Page excerpt:
+ + + +

Wednesday, December 10, 2008
Grant & Lee.
This is coolbert:
Who has not read this outstanding essay, from some time ago, by Bruce Catton?
“'GRANT AND LEE: A STUDY IN CONTRASTS' by Bruce Catton"
[if not previously read, please go and do so now!]
"When Ulysses S. Grant and Robert E. Lee met in the parlor of a modest house at Appomattox Court House, Virginia, on April 9, 1865, to work out the terms for the surrender of Lee’s Army of Northern Virginia, a great chapter on American life came to a close, and a great new chapter began."
Right! The old way of life was dying, coming to a close, BUT FROM THE OLD WAS REBORN A NEW! NO LIFE WITHOUT DEATH, NO DEATH WITHOUT LIFE!
"Grant and Lee were in complete contrast, representing two diametrically opposed elements in American life . . . Each man was the perfect champion for his cause, drawing both his strengths and his weaknesses from the people he led."
"They were two strong men these oddly different generals, and they represented the strengths of two conflicting currents that, through them, had come into final collision."
With regard to Lee:
"Back of Robert E Lee was the notion that the old aristocratic concept might somehow survive and be dominant in American life."
"Lee embodied the noblest elements of this aristocratic ideal . . . a leisure class, backed by ownership of land; in turn, society itself should be keyed to the land as the chief source of wealth and influence."
With regard to Grant:
"Grant, the son of a tanner on the Western frontier, was everything Lee was not."
Grant epitomized the northern merchant, entrepreneur, industrialist, small-land freeholder. Men living on the frontier, self-reliant, independent, more classless than the southern aristocracy so dear to Lee!
"These frontier men were the precise opposites of the tidewater aristocrats."
Some comments:
* Tidewater aristocrats refer to those persons descended from the first English settlers to Virginia. Persons who as "Albion's Seed" are best described as "cavaliers". At the time of the American Civil War, "old money"!! This was the class Lee belonged to.

+ + + +

Tasks to carry out:
(a) In the Grant and Lee post, where did Grant and Lee meet to work out the surrender terms?
(b) Rewrite the entries with "queried" replaced by "prompted" everywhere it appears, leaving everything else as it is.
The Grant and Lee post and the entries come from unrelated sources.

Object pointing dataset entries
+ + + +

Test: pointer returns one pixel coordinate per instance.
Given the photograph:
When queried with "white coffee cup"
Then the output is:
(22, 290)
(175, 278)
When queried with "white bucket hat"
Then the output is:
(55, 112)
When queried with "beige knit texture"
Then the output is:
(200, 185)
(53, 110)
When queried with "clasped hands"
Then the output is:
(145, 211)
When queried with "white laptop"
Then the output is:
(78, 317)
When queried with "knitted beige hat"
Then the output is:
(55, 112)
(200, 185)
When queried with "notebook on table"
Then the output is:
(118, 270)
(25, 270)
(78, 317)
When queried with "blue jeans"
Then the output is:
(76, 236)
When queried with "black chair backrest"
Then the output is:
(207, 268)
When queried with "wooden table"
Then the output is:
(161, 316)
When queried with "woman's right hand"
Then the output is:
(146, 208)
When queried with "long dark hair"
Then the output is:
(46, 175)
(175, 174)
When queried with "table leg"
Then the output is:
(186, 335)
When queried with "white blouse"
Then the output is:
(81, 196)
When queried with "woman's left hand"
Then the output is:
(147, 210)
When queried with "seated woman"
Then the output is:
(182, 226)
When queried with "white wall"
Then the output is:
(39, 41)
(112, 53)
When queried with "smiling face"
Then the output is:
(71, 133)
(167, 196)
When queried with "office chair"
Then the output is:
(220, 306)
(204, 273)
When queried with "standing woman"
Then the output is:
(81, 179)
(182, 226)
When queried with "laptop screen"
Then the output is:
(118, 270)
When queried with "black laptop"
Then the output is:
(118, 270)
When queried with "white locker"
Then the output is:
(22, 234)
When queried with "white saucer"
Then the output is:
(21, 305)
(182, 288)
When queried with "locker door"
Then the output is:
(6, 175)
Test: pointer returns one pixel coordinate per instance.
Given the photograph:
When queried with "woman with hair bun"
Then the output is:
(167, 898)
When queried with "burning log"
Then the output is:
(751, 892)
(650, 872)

+ + + +

Completed exercise:
(a) In the parlor of a modest house at Appomattox Court House, Virginia.

(b)
Test: pointer returns one pixel coordinate per instance.
Given the photograph:
When prompted with "white coffee cup"
Then the output is:
(22, 290)
(175, 278)
When prompted with "white bucket hat"
Then the output is:
(55, 112)
When prompted with "beige knit texture"
Then the output is:
(200, 185)
(53, 110)
When prompted with "clasped hands"
Then the output is:
(145, 211)
When prompted with "white laptop"
Then the output is:
(78, 317)
When prompted with "knitted beige hat"
Then the output is:
(55, 112)
(200, 185)
When prompted with "notebook on table"
Then the output is:
(118, 270)
(25, 270)
(78, 317)
When prompted with "blue jeans"
Then the output is:
(76, 236)
When prompted with "black chair backrest"
Then the output is:
(207, 268)
When prompted with "wooden table"
Then the output is:
(161, 316)
When prompted with "woman's right hand"
Then the output is:
(146, 208)
When prompted with "long dark hair"
Then the output is:
(46, 175)
(175, 174)
When prompted with "table leg"
Then the output is:
(186, 335)
When prompted with "white blouse"
Then the output is:
(81, 196)
When prompted with "woman's left hand"
Then the output is:
(147, 210)
When prompted with "seated woman"
Then the output is:
(182, 226)
When prompted with "white wall"
Then the output is:
(39, 41)
(112, 53)
When prompted with "smiling face"
Then the output is:
(71, 133)
(167, 196)
When prompted with "office chair"
Then the output is:
(220, 306)
(204, 273)
When prompted with "standing woman"
Then the output is:
(81, 179)
(182, 226)
When prompted with "laptop screen"
Then the output is:
(118, 270)
When prompted with "black laptop"
Then the output is:
(118, 270)
When prompted with "white locker"
Then the output is:
(22, 234)
When prompted with "white saucer"
Then the output is:
(21, 305)
(182, 288)
When prompted with "locker door"
Then the output is:
(6, 175)
Test: pointer returns one pixel coordinate per instance.
Given the photograph:
When prompted with "woman with hair bun"
Then the output is:
(167, 898)
When prompted with "burning log"
Then the output is:
(751, 892)
(650, 872)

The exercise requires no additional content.